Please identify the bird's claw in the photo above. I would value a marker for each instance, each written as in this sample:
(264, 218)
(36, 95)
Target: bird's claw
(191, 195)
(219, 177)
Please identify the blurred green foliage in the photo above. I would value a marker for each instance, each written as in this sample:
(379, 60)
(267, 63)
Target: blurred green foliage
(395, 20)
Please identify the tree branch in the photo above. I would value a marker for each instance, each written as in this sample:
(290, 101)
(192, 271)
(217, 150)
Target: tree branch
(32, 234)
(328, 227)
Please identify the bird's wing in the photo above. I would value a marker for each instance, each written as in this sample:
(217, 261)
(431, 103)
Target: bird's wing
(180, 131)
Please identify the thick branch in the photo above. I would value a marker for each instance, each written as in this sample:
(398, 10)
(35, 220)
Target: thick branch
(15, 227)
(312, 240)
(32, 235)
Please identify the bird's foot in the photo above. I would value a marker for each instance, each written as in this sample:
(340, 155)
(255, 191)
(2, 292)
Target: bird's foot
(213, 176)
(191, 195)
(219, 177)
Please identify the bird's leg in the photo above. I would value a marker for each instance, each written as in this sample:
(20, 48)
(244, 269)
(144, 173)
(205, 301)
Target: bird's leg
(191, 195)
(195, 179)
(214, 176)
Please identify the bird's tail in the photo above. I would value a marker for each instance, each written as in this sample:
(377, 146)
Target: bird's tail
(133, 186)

========================================================================

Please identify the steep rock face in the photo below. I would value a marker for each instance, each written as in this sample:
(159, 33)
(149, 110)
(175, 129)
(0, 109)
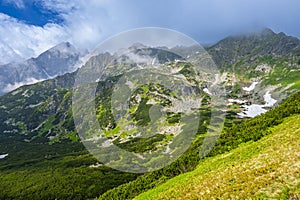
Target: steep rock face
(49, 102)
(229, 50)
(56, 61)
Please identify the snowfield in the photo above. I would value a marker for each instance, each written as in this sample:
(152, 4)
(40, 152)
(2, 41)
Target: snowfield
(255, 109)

========================================================================

» Description of the task
Extract every line above that contains the word "this".

» Task answer
Please identify the bird's claw in the photo above. I would value a marker for each instance, each written as in this sample:
Please identify the blurred green foliage in the photo above. I would value a marker for each instance, each written as in this sample:
Please identify the tree branch in the photo above. I would value a marker for each instance, each written as in this sample:
Please identify the bird's wing in the photo above. I would value a marker for each instance, each written as in this sample:
Please identify the thick branch in the photo above. I would value a marker for each instance, each written as in this sample:
Please identify the bird's foot in the photo above. I would value a marker for each instance, each written as in this sample:
Please identify the bird's leg in the photo above. I would value a marker for each instance, each written as in this sample:
Please identify the bird's tail in the photo above. I would value a marker for each instance, each written as in this sample:
Please identify the steep rock face in the photo below. I would value a marker for each instance, each written as in this sample:
Please identify the snowfield in the photo above. I would value a marker for each instance, each written as in this sample:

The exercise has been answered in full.